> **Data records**
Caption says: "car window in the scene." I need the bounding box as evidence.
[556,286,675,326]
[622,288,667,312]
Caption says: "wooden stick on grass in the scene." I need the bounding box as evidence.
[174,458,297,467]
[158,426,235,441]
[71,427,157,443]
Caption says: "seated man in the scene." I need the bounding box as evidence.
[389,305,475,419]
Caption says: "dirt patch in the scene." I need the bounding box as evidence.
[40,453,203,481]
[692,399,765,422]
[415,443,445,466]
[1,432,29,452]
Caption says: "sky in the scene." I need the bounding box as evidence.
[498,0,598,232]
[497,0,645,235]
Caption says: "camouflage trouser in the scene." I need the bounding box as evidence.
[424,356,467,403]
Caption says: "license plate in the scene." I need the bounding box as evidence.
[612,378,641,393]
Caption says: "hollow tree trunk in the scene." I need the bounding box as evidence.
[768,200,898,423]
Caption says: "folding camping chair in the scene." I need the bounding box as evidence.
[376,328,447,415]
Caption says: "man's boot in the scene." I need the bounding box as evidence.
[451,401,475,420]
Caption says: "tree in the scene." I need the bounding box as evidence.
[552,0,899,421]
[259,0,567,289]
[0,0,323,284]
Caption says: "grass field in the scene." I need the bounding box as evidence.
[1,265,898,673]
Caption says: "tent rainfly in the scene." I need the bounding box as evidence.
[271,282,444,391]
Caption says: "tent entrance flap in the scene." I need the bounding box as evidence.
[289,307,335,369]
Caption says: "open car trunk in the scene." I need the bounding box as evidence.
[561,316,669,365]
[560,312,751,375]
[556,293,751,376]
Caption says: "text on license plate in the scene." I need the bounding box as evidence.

> **REQUIRED ACTION**
Set down each record again, exactly as written.

> **SOLUTION FOR THIS PROBLEM**
Caption says: "car window in the scene." I need the bounding box as evidence.
[556,286,675,326]
[622,288,667,312]
Caption says: "wooden stick on grass in the scene." I need the bounding box as evidence.
[174,458,297,467]
[158,426,235,441]
[71,427,157,443]
Caption says: "seated man in the scene." I need the bounding box as evidence.
[389,305,475,419]
Caption says: "dirt patch in the scene." I need the bounding box as evidence.
[40,453,203,481]
[692,399,765,422]
[415,443,445,466]
[1,432,29,452]
Caption says: "sky in the scene." I need the bounding box as evidence.
[498,0,598,232]
[497,0,645,235]
Caption says: "camouflage trouser in the scene." I need the bounding box as evidence.
[424,356,467,403]
Caption says: "license plate in the scene." I need the bounding box as evidence.
[612,378,641,393]
Caption says: "hollow tree trunk in the scene." I need the bounding box as evidence.
[768,200,898,423]
Caption says: "folding camping chair in the scene." I need the bounding box as evidence.
[376,328,447,415]
Caption says: "man's boot in the scene." I need the bounding box as evidence.
[451,401,475,420]
Caption says: "tree in the scene." I need the bounding box as evidence.
[552,0,899,421]
[259,0,567,289]
[0,0,323,284]
Caption says: "grass field in the scene." I need the bounding box as evidence.
[1,265,898,673]
Caption says: "tent rainfly in the scene." I need the bounding box as evidence.
[271,282,444,391]
Caption says: "tent entrance flap in the scene." I need the bounding box as evidence.
[289,307,335,369]
Caption says: "open car trunk in the scene." I need the bounding box as evidence.
[561,316,669,365]
[560,312,751,375]
[556,293,751,376]
Caption says: "text on license plate in the scene." I need the bounding box as evidence.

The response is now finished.